Exercise aim:
Look below for the lines from the one with "Target: black tire" to the one with "of the silverado", and copy exactly those lines, both ends included.

Records for the exercise:
+-------+
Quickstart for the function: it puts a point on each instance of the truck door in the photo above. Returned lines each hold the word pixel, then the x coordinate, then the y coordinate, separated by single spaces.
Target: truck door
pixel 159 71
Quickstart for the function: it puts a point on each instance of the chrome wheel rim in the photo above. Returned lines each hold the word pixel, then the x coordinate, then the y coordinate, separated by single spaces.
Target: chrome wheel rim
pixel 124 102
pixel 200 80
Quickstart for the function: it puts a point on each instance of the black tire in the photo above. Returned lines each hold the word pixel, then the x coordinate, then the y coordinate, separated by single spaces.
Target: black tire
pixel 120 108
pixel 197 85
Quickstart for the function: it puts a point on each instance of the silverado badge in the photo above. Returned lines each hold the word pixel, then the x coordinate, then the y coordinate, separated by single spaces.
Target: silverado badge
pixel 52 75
+-------+
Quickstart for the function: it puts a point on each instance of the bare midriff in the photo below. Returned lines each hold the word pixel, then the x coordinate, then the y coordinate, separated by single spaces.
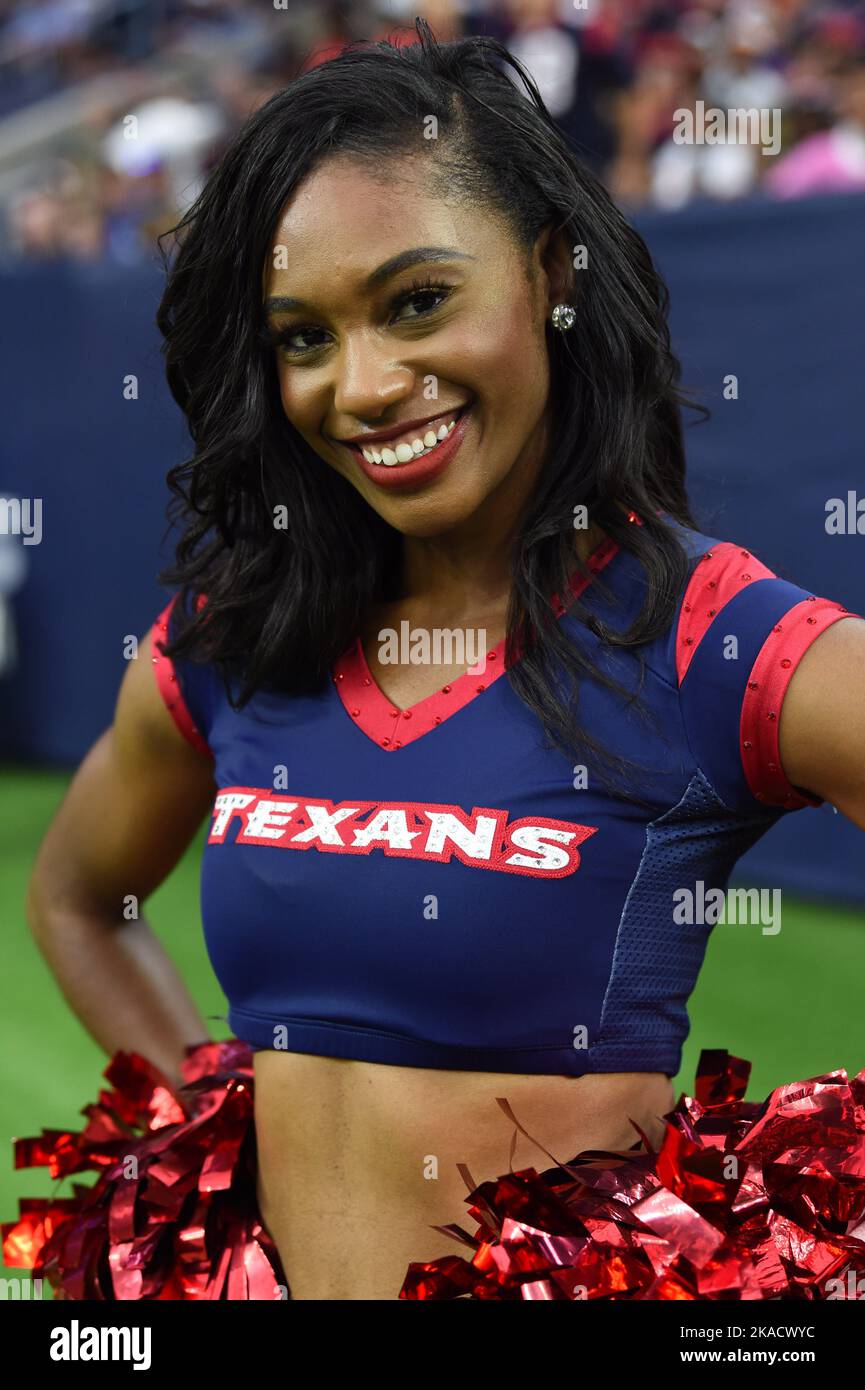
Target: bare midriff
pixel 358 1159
+-------+
Written reply:
Target: black tire
pixel 120 108
pixel 197 85
Quickstart for the function: it puts a point on each instance of the silverado badge in the photo above. Returned lines each hold the word pixel, then the x coordinate, then the y coordinate, separated by single spaces.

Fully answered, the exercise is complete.